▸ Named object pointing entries
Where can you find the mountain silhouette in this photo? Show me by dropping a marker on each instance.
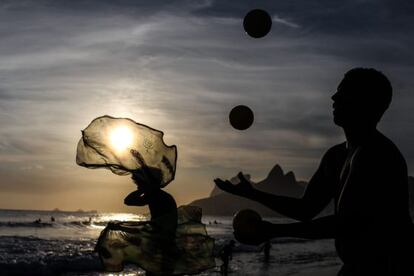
(277, 182)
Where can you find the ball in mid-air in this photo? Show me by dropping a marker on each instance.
(241, 117)
(257, 23)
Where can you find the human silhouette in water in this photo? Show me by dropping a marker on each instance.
(366, 177)
(226, 254)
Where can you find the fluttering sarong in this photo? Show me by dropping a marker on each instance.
(107, 143)
(190, 251)
(159, 246)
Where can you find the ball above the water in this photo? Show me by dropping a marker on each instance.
(257, 23)
(241, 117)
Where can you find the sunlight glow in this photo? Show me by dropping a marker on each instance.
(121, 138)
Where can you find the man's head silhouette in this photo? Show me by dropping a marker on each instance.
(361, 98)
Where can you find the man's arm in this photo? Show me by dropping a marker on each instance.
(317, 195)
(320, 228)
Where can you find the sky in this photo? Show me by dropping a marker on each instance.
(180, 67)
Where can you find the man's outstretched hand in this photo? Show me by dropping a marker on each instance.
(244, 188)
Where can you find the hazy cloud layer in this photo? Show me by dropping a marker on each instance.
(180, 66)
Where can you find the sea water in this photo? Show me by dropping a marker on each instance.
(31, 244)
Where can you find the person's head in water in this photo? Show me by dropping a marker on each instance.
(361, 98)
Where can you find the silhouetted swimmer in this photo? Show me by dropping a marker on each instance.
(226, 254)
(366, 177)
(162, 206)
(257, 23)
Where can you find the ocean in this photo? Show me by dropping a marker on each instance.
(32, 244)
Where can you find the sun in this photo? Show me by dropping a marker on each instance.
(121, 138)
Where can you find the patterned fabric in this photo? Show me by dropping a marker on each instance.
(108, 142)
(145, 244)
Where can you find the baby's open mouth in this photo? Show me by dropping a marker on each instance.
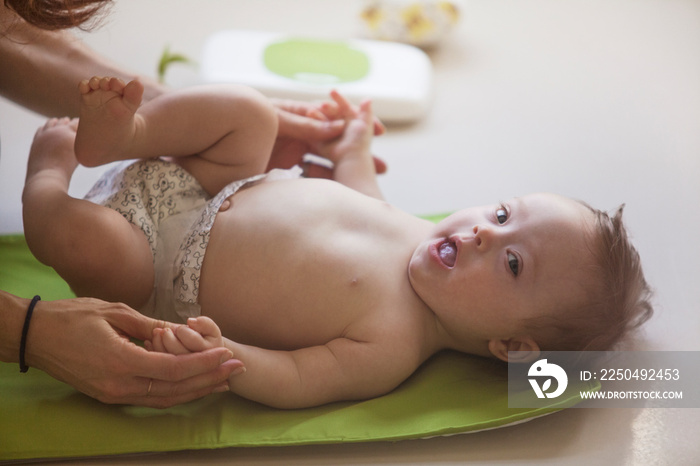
(448, 253)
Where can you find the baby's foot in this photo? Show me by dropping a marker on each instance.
(52, 149)
(108, 119)
(200, 334)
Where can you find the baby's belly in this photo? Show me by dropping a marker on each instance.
(283, 271)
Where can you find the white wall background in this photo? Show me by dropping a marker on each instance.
(594, 99)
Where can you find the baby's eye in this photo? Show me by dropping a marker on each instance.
(501, 214)
(513, 263)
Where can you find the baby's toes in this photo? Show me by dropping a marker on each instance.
(205, 326)
(192, 340)
(172, 344)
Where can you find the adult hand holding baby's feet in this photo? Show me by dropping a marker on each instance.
(200, 334)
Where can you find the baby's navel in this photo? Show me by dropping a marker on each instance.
(225, 205)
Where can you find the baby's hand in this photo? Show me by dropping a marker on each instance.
(359, 129)
(199, 334)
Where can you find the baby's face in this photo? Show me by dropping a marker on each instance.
(485, 269)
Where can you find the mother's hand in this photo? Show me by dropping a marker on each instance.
(85, 343)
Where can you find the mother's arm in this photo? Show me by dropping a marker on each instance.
(84, 342)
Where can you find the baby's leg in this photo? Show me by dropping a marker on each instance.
(222, 133)
(96, 250)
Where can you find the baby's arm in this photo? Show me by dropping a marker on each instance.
(354, 164)
(342, 369)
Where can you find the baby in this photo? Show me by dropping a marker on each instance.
(322, 289)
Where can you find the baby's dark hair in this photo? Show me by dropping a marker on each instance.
(58, 14)
(619, 296)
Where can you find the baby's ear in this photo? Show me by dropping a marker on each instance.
(528, 349)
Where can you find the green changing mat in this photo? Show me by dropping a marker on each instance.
(43, 418)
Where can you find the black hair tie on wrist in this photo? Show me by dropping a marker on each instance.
(23, 342)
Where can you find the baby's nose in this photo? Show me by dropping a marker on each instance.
(483, 235)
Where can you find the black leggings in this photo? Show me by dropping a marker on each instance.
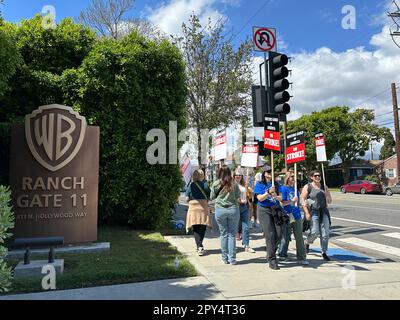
(199, 231)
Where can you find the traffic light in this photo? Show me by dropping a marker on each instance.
(278, 96)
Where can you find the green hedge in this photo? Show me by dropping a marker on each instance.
(6, 223)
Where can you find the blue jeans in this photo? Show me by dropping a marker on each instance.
(244, 220)
(319, 229)
(228, 221)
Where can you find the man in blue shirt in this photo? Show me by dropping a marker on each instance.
(267, 207)
(290, 201)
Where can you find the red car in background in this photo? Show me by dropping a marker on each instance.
(362, 186)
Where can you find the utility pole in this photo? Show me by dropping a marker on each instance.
(396, 128)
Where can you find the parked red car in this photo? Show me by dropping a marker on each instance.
(362, 186)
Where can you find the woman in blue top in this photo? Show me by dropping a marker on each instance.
(268, 201)
(291, 206)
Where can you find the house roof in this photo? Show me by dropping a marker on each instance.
(390, 158)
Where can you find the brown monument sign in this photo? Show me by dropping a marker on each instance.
(54, 175)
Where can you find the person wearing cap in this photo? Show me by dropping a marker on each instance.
(268, 200)
(244, 211)
(198, 215)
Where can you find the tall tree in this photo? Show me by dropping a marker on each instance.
(109, 18)
(388, 148)
(347, 134)
(218, 75)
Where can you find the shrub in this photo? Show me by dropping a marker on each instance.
(6, 223)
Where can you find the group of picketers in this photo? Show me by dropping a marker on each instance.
(278, 207)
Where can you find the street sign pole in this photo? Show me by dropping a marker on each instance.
(266, 82)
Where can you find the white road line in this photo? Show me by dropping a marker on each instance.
(369, 223)
(392, 235)
(368, 208)
(371, 245)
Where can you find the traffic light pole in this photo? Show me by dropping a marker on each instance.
(267, 89)
(396, 128)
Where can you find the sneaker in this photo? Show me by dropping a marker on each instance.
(326, 258)
(273, 265)
(249, 249)
(201, 251)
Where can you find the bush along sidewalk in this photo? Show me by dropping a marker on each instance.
(6, 223)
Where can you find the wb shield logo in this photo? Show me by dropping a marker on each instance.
(55, 135)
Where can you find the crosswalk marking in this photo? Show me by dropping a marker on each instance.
(371, 245)
(392, 235)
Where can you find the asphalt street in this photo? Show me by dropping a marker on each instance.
(367, 223)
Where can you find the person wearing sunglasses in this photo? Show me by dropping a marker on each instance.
(315, 198)
(268, 202)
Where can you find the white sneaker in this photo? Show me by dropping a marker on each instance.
(249, 249)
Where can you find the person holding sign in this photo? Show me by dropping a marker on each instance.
(227, 194)
(290, 201)
(244, 211)
(198, 215)
(270, 214)
(315, 198)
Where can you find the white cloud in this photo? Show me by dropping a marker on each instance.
(170, 16)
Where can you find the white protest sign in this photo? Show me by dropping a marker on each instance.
(320, 147)
(186, 169)
(249, 156)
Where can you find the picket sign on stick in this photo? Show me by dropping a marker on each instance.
(272, 169)
(323, 175)
(295, 182)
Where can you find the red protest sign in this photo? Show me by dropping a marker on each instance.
(295, 148)
(272, 140)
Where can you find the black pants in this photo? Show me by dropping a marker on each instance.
(272, 232)
(199, 231)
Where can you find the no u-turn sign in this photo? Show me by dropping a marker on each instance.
(264, 39)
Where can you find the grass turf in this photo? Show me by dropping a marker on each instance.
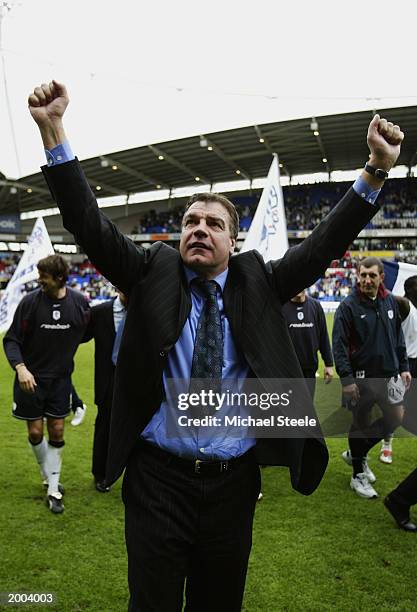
(329, 551)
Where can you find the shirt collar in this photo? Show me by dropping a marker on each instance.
(220, 279)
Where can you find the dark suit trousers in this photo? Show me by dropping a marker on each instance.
(310, 376)
(101, 436)
(406, 492)
(182, 528)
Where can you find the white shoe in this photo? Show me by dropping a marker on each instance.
(346, 456)
(386, 453)
(361, 485)
(79, 415)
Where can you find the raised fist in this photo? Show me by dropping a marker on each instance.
(47, 103)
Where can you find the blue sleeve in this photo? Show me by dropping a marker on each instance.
(365, 191)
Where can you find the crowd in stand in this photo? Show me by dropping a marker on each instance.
(334, 286)
(305, 207)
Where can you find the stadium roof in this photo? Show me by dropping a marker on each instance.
(336, 142)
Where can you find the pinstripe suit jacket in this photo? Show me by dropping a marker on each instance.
(159, 304)
(101, 328)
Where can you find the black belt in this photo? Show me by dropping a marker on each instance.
(196, 466)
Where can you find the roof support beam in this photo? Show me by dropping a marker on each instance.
(135, 173)
(174, 162)
(264, 140)
(227, 160)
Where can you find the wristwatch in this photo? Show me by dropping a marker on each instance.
(377, 172)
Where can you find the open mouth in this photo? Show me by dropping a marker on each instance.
(199, 245)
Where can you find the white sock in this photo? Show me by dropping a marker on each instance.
(40, 450)
(53, 466)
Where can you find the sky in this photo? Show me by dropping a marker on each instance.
(141, 72)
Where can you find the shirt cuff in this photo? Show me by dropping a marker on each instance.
(59, 154)
(365, 191)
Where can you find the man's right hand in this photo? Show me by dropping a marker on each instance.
(47, 106)
(26, 379)
(351, 392)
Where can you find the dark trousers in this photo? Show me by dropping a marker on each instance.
(406, 492)
(76, 401)
(182, 528)
(101, 438)
(364, 433)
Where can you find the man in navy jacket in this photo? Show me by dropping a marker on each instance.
(371, 360)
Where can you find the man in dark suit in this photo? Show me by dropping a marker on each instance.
(190, 502)
(105, 321)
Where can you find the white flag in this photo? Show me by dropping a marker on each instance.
(268, 231)
(39, 246)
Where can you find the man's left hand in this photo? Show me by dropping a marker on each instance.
(384, 142)
(406, 378)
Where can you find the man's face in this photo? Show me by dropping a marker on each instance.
(369, 280)
(206, 244)
(300, 297)
(49, 284)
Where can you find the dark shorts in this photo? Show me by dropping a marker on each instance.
(51, 399)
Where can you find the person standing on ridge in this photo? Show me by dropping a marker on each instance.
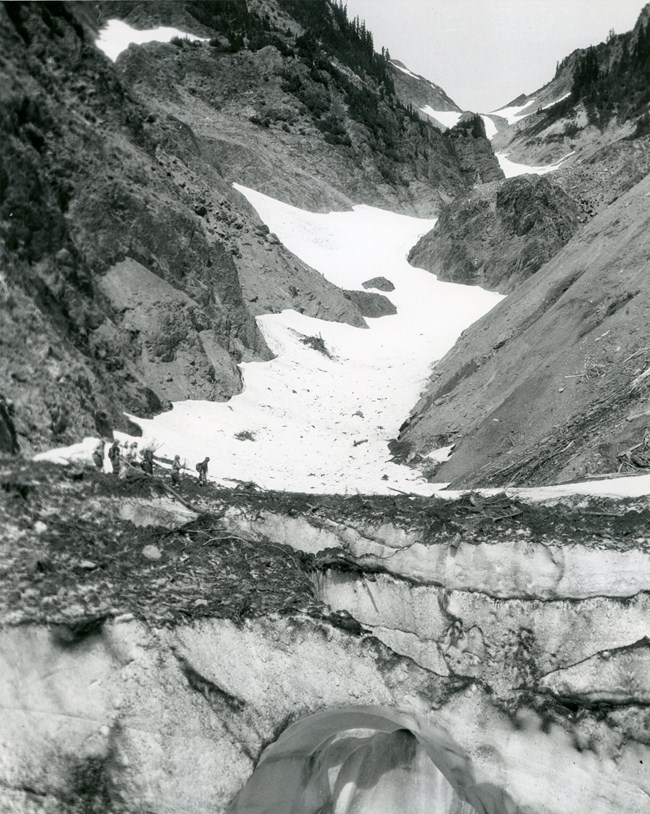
(202, 469)
(176, 471)
(147, 460)
(114, 455)
(98, 456)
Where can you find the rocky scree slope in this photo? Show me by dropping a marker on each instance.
(151, 652)
(553, 383)
(132, 271)
(500, 234)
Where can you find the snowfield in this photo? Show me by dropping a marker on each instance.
(322, 423)
(515, 113)
(511, 169)
(490, 127)
(116, 36)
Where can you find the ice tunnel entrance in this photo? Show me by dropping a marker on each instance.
(367, 760)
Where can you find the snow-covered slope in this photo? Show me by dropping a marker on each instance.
(116, 36)
(322, 422)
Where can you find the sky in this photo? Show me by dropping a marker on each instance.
(484, 53)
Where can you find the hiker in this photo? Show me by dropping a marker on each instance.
(147, 460)
(8, 436)
(98, 456)
(176, 471)
(131, 454)
(114, 455)
(202, 469)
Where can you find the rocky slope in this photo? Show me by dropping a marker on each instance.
(151, 654)
(418, 92)
(132, 271)
(500, 234)
(477, 160)
(552, 384)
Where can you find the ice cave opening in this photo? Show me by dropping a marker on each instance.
(367, 760)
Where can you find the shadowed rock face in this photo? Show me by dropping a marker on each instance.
(478, 163)
(497, 238)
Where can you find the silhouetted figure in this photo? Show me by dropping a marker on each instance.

▸ What the task asks
Give back the lines of the listing from the one with "Where can you find the hiker" through the end, both included, exactly as written and with nothing added.

▸ Task solution
Where can you find the hiker in this photo? Show me by dropping a marker on each instance.
(147, 460)
(8, 436)
(98, 456)
(176, 471)
(131, 454)
(114, 455)
(202, 469)
Where can you find the rocky slope in this photo? Show me by dropping a marker on each instance.
(151, 654)
(418, 92)
(132, 271)
(500, 234)
(477, 160)
(552, 384)
Where can you find the ice cave opening in this photo? Show me by dropping a marker on each instance.
(367, 760)
Where can you find the shadowed rock face in this photo? Show me by dropping a marker on each instance.
(478, 163)
(497, 238)
Where can you find the silhouetted figure in this photo? Show me by dropping a marker on each instance.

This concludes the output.